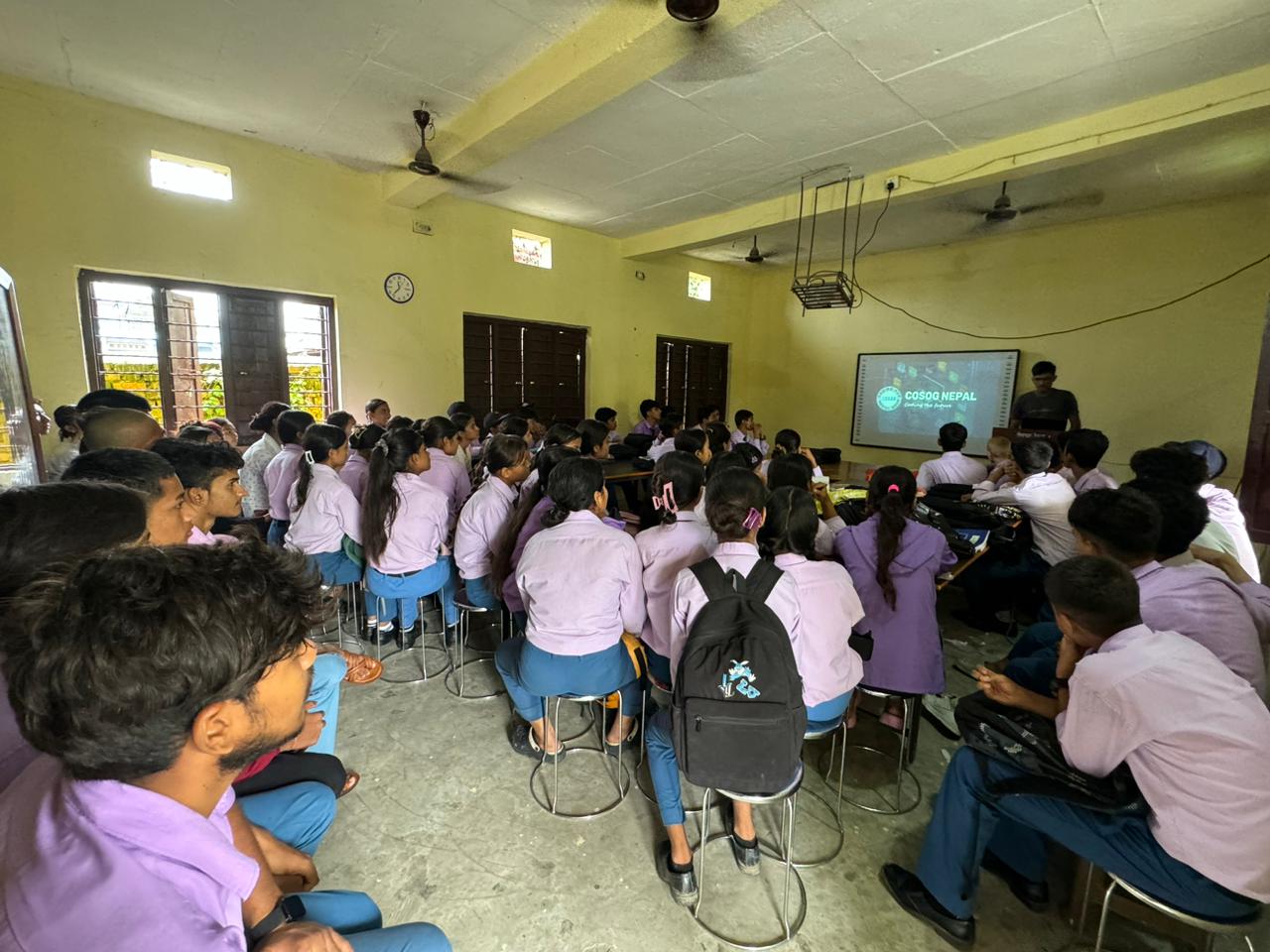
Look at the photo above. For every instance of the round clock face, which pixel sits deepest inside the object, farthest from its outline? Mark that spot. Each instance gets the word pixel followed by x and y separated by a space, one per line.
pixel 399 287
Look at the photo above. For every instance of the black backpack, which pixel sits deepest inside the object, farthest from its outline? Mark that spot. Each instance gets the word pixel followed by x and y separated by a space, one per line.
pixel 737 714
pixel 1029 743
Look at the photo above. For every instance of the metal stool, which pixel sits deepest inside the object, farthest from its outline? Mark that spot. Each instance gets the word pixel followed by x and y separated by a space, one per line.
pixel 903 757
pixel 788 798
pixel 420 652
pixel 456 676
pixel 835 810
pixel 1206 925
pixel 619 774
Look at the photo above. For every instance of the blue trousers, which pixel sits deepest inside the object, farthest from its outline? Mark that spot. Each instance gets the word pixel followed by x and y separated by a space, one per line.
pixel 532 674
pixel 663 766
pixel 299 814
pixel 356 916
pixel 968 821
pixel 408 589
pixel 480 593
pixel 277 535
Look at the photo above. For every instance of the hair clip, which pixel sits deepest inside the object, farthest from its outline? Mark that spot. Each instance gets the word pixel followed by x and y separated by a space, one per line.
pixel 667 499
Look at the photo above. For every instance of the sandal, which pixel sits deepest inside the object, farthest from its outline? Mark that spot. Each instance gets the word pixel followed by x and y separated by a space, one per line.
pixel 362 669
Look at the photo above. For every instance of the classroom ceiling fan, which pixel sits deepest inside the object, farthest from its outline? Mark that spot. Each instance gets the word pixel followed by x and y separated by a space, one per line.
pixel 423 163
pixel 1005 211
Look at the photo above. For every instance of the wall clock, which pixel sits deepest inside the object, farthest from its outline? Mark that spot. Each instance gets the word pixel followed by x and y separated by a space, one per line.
----
> [Problem to solve]:
Rewrite the listing above as a numbered list, one line per item, leaving out blank lines and the pictures.

> [Answer to this task]:
1. Look at the photo above. For every instance of the round clock face, which pixel sits deepest inside the object, farthest from its outline? Mark that spot. Each instance gets the word pixel followed by x and y separated by a space, one per line.
2. pixel 399 287
3. Look at the photo above. For every instance of the black backpack, which pixel sits deepest inside the object, farthest from its outline? Mark that spot. Each instance gets the word pixel followed by x and y separated by a space, one per line.
4. pixel 737 714
5. pixel 1029 743
6. Look at the photo above. For every instance of the metal stool, which pixel sits deepest inside the object, farthest from its outline? Mark that spot. Each instance gets the word pixel followed by x and y separated by a space, one per line.
7. pixel 903 757
8. pixel 788 798
9. pixel 420 652
10. pixel 456 676
11. pixel 835 810
12. pixel 1206 925
13. pixel 619 774
14. Look at the photo above. For every instance of the blue trousers, which pixel sits deepest inside the object, farthest from its outline? Mark that spot. Each instance gets the word pixel followed by x and y separated by a space, one per line.
15. pixel 532 674
16. pixel 663 766
17. pixel 299 814
18. pixel 356 916
19. pixel 968 821
20. pixel 408 589
21. pixel 480 593
22. pixel 277 535
23. Look at the photo above. For every instance of the hair clip, which pixel sits deepest inside the object, farthest from its outline? Mark that spot. Each instance gets the word pixel followed by x and y separated by a space, one per line.
24. pixel 667 499
25. Look at the photo above. For every instance of the sandal, which pixel sits deepest inside the object, farthest from its outline? Mark that spot. Each instance gets the word pixel followed by x and y separated by a space, one per line.
26. pixel 362 669
27. Look at the photo above. For every instance of the classroom ceiling fan, which pixel sits deepest inside the object, farthest from its outline? Mark that spot. Each instance gets the word pixel followed by x and y separated by a space, one per line.
28. pixel 423 163
29. pixel 1005 211
30. Look at the photo above. For every instance of the wall clock, which pixel sits deepest inside the object, farthest from its outline? Mark that spot. Each instance gets the word pixel followed by x and y separated by a space, one per line.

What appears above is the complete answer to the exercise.